Your assignment | Pull every line containing the word "instance" out of the material below.

START Dataset excerpts

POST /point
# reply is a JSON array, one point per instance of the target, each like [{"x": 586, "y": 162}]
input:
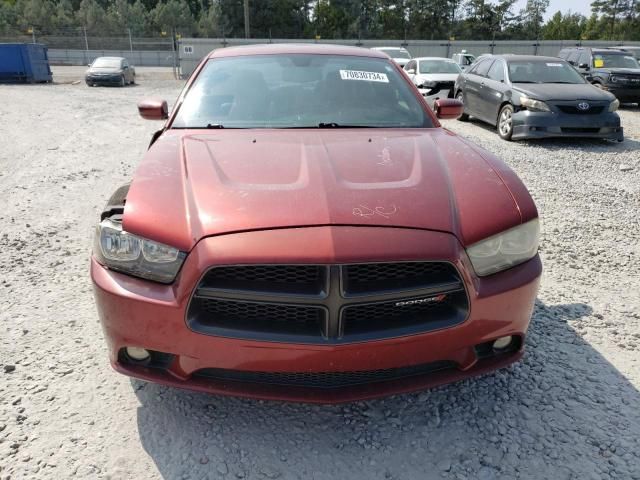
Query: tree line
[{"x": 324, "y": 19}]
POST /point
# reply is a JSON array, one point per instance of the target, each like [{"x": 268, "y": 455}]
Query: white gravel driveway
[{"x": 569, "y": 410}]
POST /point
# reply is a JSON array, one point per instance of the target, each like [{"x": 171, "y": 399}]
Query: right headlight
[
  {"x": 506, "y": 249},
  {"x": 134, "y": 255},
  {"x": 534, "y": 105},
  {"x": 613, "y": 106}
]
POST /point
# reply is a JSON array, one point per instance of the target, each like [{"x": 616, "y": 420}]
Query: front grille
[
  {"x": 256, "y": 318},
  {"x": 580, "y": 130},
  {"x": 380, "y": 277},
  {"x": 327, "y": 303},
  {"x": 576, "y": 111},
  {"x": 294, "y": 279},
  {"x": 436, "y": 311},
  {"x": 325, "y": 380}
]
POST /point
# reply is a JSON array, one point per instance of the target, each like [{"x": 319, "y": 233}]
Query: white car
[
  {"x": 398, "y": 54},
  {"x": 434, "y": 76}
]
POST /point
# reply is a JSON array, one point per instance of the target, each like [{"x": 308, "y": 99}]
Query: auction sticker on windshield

END Dataset excerpts
START Dataset excerpts

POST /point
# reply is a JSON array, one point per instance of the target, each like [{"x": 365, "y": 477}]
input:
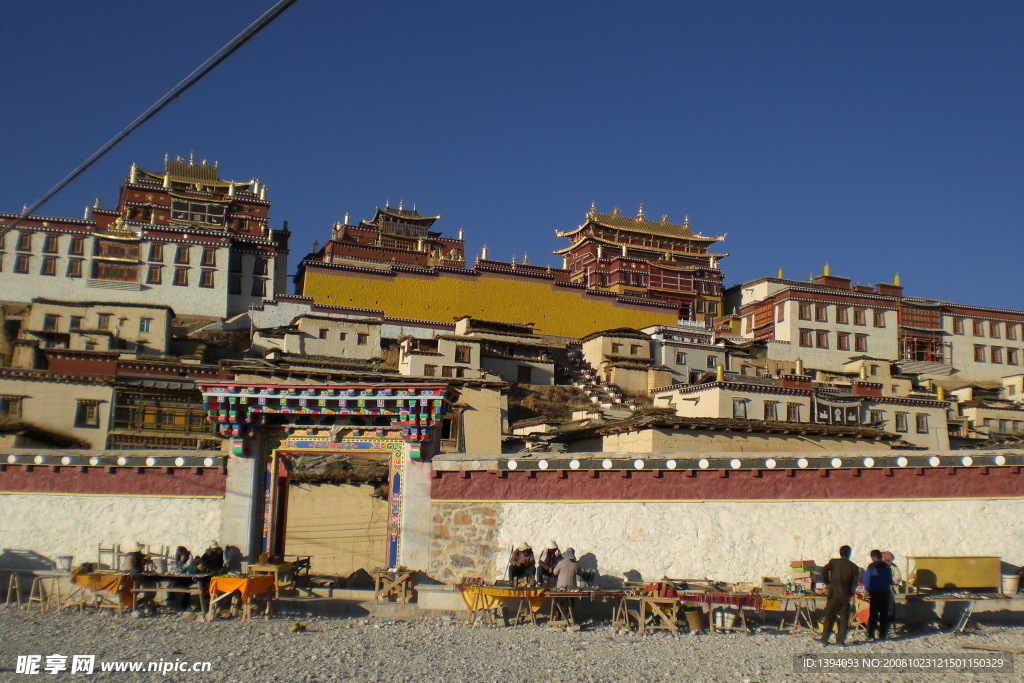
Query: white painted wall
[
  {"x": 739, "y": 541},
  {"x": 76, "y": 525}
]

END Dataset excerpts

Response |
# reply is a JSON array, one point per instance of the target, each like [{"x": 586, "y": 162}]
# reply is a JSON array, one point per instance of the target, each like [{"x": 268, "y": 455}]
# reply is a JSON array, one point per instance of the target, each like [{"x": 171, "y": 399}]
# reply is a JSON array, one point per instance of the target, each like [{"x": 616, "y": 420}]
# reply is a JSON array, one point per instance of the target, each like [{"x": 319, "y": 233}]
# reply is a JSON array, one point per instance of the target, each like [{"x": 308, "y": 99}]
# reply is a JSON array, one point per instance of the target, each like [{"x": 365, "y": 477}]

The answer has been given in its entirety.